Cite This Page
For such an influential rock album, The Velvet Underground & Nico has very few actual rock songs on it. Truth be told, the record's most important songs are the ones that sound completely different from most rock fare. Perhaps the most famous of those is called "Heroin."
"Heroin" demonstrates some of the more important influences the album had on rock music. John Cale's use of the viola precipitated much of the art/experimental rock scene, serving as bridge between experimental classical composers like La Monte Young and John Cage and the theatrical and experimental rock artists of later decades, such as David Bowie, Talking Heads, and, in turn, more recent acts like Radiohead and Nine Inch Nails. And have you ever wondered when rock became so nihilistically and self-destructively obsessed with themes of drugs and sex? Wonder no more. It is fair (though probably a little over-simplified) to say that it began with The Velvet Underground's debut. As The Velvet Underground's chief lyricist, singer-songwriter Lou Reed spoke plainly about drugs in an unglamorous way with "I'm Waiting for the Man" and "Heroin." Though plenty of artists were writing about drugs and sex before Lou Reed arrived on the scene, Reed's approach to the subject matter—unromantic, explicit, and tortured—was really something new. While "Heroin" has often been misheard as a decadent endorsement of the drug, contributing to a kind of celebration of drug use as an essential part of the rock scene in the following decades, Reed's intention was really more to expose (not endorse) drug use for what it is. The drug trip that we all experience vicariously through Lou Reed in "Heroin" is a harrowing one. The song, both musically and lyrically, was far ahead of its time, and shaped the future of rock music.
What defines The Velvet Underground is the band's sense of experimentation. John Cale's musical education, experience, and style are largely responsible. The various "experimental" tracks on The Velvet Underground & Nico mostly sound that way because of the usual sounds coming out of Cale's viola. Where on one song he uses the instrument percussively, on another he might use screeching atonality, while on yet another he'll create more pleasing and hypnotic "drone" notes.
John Cale's use of drones in "Heroin" and the screeching mayhem he creates at the climax of the song prefigure common elements of today's art rock. A "drone" is a sustained note, going on for a minute, of for the full length of a song, or even for hours on end. Cale's use of the drone in "Heroin" was groundbreaking in pop music at the time, linking the origin of "dronology" in Hindustani classical music and the modern use of "ambient music" in popular music by figures like Brian Eno. (Eno, famous for his work producing for Talking Heads, U2, and Coldplay, is known as the "father of ambient music.") Cale picked up his drone chops in his previous experience as part of The Theatre of Eternal Music. Brainchild of the incredibly influential, Hindustani-influenced La Monte Young, The Theatre of Eternal Music experimented heavily with drones, attempting to sustain single notes for as long as two hours. Cale took what he learned as part of Young's experimental group and injected it directly into Lou Reed's pop-based songs.
☆ ☆ ☆ ☆ ☆
__Exercise tasks__:
**a.** Answer these questions about the text on The Velvet Underground & Nico:
(i) Who was the band's chief lyricist?
(ii) What instrument did John Cale play on the album?
(iii) For up to how long did The Theatre of Eternal Music try to sustain single notes?
**b.** Using the text on The Velvet Underground & Nico, explain how John Cale came to use drones in "Heroin."
The records have no connection to the text about The Velvet Underground & Nico.

__Location identification items__:
☆ ☆ ☆ ☆ ☆
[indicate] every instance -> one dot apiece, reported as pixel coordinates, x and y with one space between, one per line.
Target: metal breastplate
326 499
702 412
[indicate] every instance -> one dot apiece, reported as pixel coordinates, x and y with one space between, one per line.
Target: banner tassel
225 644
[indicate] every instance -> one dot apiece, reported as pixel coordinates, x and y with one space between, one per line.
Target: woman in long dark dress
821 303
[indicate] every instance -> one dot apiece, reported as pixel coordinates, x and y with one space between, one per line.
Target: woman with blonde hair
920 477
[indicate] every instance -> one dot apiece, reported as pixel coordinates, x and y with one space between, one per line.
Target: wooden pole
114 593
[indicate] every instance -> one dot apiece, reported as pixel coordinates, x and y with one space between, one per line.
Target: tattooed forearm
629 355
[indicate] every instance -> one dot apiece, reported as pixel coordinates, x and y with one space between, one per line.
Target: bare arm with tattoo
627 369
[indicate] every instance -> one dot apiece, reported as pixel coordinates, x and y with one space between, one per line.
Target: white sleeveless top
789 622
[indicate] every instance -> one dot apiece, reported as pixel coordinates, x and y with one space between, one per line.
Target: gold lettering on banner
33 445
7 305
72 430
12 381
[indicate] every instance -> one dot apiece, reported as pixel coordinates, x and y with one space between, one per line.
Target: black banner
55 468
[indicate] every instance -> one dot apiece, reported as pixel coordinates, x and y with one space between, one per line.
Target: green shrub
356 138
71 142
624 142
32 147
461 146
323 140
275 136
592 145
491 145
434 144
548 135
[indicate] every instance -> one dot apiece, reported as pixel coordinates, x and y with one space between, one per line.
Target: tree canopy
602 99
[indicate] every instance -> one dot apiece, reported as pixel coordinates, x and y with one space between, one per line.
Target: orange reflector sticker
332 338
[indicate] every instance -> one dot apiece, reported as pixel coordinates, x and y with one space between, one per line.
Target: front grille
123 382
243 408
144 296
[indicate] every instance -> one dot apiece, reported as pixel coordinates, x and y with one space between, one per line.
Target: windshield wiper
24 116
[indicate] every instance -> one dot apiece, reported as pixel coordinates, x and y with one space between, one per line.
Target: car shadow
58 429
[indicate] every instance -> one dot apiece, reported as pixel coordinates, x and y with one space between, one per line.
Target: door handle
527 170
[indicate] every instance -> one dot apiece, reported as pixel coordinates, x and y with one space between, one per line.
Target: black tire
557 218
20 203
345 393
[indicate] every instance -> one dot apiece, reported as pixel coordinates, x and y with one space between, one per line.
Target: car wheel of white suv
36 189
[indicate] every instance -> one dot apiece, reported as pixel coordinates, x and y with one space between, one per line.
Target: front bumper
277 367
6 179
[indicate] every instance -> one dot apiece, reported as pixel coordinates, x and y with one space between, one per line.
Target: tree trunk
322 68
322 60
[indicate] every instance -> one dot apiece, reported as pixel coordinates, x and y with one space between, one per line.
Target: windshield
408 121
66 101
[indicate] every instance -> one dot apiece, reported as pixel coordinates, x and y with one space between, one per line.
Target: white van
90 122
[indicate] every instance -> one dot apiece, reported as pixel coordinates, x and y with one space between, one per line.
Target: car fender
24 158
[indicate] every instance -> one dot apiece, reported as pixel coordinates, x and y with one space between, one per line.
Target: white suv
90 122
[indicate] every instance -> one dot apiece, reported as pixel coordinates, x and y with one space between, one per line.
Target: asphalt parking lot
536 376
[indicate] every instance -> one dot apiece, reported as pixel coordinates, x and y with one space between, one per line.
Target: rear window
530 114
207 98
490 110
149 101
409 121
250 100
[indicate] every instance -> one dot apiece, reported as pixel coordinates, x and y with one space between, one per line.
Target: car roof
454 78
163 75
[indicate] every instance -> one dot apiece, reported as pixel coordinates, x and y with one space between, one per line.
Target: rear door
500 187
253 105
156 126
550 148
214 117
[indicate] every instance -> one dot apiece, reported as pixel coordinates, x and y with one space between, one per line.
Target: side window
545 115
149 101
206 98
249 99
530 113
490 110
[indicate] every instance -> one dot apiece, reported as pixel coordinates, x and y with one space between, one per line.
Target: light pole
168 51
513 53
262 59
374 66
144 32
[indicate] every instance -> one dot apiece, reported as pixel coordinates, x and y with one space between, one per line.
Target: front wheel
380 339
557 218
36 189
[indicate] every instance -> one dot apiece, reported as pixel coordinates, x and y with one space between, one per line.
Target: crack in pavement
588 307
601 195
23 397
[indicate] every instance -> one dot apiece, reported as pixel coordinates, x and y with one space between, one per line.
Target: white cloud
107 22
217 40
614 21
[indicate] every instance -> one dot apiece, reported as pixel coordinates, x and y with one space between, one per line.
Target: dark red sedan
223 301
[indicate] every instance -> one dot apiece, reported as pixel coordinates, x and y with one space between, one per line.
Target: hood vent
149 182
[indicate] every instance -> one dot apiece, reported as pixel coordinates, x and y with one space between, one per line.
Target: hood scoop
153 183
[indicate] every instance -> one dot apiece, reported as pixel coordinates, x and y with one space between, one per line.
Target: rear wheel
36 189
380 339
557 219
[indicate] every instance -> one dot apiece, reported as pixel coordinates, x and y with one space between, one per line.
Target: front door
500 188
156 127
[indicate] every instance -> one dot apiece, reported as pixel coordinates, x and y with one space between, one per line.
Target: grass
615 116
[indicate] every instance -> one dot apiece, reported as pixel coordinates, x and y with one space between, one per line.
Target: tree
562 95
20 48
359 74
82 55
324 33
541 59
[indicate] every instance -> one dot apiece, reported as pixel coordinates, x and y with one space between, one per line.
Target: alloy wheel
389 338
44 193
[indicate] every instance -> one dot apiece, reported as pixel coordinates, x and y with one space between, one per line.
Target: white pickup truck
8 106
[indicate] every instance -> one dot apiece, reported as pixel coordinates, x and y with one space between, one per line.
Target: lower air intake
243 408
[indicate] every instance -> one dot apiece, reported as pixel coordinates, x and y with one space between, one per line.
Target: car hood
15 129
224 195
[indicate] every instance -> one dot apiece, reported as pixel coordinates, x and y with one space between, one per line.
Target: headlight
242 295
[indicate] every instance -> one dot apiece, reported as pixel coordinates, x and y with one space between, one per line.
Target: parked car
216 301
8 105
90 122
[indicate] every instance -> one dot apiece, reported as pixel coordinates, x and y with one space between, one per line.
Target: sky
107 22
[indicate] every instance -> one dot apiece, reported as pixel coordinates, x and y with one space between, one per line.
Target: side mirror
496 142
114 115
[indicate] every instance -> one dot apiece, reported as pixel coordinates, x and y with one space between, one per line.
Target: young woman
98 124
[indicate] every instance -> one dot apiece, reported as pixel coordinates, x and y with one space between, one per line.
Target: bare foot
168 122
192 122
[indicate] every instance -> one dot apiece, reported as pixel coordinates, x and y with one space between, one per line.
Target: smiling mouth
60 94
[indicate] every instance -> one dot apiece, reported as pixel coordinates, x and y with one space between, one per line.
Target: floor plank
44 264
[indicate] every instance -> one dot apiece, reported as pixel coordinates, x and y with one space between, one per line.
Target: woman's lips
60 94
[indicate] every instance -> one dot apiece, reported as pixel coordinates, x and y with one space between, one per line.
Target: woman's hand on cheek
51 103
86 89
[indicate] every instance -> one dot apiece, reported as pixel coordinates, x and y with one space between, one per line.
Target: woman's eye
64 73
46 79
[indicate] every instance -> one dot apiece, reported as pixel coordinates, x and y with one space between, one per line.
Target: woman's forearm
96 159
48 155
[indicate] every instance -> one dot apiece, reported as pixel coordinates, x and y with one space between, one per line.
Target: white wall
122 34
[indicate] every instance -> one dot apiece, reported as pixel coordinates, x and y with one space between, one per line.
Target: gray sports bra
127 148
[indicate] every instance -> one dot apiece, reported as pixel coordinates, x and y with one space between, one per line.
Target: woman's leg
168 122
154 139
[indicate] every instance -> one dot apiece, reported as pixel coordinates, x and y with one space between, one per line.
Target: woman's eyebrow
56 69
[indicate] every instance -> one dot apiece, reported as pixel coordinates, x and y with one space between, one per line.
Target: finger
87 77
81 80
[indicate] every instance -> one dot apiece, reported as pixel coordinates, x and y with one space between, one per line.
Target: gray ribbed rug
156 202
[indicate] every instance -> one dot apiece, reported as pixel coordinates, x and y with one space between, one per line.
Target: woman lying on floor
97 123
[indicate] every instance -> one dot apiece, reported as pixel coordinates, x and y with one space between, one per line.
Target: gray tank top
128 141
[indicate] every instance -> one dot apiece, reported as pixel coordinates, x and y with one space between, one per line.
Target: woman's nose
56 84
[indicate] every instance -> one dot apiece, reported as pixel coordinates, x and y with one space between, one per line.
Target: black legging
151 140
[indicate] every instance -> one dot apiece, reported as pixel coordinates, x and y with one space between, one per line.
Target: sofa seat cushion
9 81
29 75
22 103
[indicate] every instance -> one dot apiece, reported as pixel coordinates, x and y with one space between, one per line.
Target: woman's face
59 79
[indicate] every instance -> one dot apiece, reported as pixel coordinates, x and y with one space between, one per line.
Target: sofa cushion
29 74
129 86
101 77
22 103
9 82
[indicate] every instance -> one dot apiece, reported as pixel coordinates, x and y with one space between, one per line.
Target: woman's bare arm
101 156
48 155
☆ ☆ ☆ ☆ ☆
__Answers for the exercise__:
**a.**
(i) Lou Reed
(ii) The viola
(iii) As long as two hours

**b.** Cale had been part of The Theatre of Eternal Music, La Monte Young's group that experimented heavily with drones. He took what he learned there and put it directly into Lou Reed's pop-based songs.